» Request
Copy the rows below verbatim, from the line containing "Please locate pale" through the line containing "[244,157,452,326]", including both of those lines.

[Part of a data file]
_____

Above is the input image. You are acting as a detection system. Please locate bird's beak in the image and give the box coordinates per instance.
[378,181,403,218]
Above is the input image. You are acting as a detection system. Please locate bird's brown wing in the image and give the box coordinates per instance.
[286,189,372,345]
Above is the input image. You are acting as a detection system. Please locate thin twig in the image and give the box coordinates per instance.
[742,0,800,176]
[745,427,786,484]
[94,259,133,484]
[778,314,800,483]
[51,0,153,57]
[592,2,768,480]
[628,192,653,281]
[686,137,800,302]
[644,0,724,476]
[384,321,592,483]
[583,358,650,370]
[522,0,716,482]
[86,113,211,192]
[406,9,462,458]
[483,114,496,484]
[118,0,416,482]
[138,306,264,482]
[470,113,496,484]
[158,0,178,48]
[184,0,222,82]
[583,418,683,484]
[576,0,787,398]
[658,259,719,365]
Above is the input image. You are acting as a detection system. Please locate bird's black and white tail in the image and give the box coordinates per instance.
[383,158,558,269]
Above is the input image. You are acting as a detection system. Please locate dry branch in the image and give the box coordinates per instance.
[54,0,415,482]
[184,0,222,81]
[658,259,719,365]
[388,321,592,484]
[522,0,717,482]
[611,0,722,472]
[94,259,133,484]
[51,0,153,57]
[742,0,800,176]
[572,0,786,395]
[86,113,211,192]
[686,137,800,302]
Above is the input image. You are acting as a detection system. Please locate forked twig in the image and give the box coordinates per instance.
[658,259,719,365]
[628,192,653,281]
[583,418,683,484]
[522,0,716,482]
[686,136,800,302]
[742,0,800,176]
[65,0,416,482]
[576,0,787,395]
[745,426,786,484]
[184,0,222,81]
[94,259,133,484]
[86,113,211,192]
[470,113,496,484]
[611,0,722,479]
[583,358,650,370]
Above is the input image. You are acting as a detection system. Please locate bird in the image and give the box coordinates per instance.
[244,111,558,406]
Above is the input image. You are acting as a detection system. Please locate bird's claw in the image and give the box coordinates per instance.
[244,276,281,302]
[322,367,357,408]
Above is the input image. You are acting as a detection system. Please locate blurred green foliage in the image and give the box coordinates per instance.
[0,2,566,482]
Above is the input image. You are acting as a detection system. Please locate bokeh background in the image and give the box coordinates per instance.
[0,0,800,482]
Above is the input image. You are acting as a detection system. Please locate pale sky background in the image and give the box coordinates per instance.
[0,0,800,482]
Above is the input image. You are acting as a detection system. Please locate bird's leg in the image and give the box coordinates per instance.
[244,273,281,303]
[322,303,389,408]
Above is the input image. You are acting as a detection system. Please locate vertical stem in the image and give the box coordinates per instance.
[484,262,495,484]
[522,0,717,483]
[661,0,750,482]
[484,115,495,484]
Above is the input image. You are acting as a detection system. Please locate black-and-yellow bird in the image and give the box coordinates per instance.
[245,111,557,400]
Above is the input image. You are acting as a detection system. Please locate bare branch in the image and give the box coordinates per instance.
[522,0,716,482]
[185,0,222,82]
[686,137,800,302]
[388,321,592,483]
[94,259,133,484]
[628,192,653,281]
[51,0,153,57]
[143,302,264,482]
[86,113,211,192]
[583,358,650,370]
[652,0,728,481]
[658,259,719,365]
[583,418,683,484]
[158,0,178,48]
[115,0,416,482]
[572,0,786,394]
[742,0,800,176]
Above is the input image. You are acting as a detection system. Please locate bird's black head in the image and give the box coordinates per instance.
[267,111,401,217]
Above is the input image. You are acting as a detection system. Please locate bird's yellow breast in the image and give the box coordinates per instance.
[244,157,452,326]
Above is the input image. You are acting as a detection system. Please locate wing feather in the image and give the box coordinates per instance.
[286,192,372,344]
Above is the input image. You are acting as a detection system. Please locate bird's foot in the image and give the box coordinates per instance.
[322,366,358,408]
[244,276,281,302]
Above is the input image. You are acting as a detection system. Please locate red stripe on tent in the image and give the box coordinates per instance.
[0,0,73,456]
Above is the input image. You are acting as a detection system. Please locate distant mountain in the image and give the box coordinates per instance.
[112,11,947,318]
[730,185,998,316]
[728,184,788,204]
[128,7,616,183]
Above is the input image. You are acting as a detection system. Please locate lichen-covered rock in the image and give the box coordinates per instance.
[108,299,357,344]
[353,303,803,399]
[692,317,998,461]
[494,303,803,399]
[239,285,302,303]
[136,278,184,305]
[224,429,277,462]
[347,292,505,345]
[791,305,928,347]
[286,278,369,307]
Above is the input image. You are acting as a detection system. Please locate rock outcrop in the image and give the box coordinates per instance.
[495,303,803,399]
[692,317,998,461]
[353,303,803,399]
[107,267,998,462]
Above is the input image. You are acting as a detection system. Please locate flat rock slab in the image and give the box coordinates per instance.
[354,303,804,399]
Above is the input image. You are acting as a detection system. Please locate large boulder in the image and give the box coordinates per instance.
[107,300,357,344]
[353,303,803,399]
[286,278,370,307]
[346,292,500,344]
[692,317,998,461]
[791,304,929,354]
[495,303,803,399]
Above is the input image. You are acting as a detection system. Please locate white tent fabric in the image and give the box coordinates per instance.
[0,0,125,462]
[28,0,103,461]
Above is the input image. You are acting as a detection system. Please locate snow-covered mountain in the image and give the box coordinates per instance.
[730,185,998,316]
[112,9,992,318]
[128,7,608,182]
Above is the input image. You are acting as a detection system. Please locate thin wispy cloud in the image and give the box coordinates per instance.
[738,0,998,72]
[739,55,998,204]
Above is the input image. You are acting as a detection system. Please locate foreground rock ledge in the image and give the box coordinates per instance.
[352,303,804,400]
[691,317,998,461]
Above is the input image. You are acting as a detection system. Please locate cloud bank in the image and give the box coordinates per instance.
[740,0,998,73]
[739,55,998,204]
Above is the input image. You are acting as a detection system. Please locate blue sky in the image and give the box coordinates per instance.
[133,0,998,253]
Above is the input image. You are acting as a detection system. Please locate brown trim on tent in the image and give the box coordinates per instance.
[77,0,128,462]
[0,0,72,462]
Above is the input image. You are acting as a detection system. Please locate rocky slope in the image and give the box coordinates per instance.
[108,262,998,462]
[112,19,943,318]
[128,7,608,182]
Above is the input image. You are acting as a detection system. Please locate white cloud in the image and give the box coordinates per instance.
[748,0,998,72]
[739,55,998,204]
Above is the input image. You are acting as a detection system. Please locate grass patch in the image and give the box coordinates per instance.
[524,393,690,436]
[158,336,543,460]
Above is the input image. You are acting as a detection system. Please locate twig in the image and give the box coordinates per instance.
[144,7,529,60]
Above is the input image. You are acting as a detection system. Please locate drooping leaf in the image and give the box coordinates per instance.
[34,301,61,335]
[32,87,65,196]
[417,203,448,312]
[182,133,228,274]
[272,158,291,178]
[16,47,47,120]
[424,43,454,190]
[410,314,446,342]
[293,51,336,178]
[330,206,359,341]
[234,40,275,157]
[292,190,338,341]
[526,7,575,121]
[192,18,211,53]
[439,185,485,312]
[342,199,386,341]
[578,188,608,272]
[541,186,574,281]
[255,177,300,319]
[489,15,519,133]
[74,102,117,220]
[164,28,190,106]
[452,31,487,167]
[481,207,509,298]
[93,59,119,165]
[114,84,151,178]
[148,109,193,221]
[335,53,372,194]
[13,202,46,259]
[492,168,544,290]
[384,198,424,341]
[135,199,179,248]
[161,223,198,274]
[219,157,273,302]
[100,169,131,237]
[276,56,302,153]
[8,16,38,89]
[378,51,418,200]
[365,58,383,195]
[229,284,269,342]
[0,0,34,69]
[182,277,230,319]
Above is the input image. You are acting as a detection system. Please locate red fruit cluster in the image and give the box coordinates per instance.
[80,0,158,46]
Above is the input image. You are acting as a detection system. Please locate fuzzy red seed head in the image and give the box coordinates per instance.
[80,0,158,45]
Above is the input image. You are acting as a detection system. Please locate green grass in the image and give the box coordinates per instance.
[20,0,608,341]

_____

» Worked solution
Above is the input image. You are acting as a detection system. Please locate pale sky background in the image and give the box coordinates per instance.
[0,0,800,482]
Above is the input image. You are acting as a detection system. Please locate bird's leg in the image and give the box coordinates per instance.
[244,273,281,303]
[322,303,389,408]
Above is the input image. You are acting as a detection system. Please locate vertical stem in the image and give the box coordinates per instance.
[484,262,495,484]
[522,0,717,483]
[661,0,750,482]
[484,115,495,484]
Above is the input image. You are acting as a detection system. Please locate black-and-yellow bird in the image and give the box coordinates per instance.
[245,111,557,400]
Above is the input image. You are acting as a detection system. Please locate bare branch in the image and give the box coordinates per instance.
[522,0,716,482]
[185,0,222,82]
[686,137,800,302]
[388,321,592,483]
[94,259,133,484]
[628,192,653,281]
[51,0,153,57]
[143,302,264,482]
[86,113,211,192]
[583,358,650,370]
[652,0,728,481]
[658,259,719,365]
[583,418,683,484]
[158,0,178,48]
[115,0,416,482]
[572,0,786,394]
[742,0,800,176]
Above is the input image. You are acting as a detection system. Please locate bird's black head in the image and give the box coordinates per instance.
[267,111,401,217]
Above is the input image. You are acting as a detection system. Please locate bird's yellow breast in the image and give the box coordinates per instance.
[244,157,452,326]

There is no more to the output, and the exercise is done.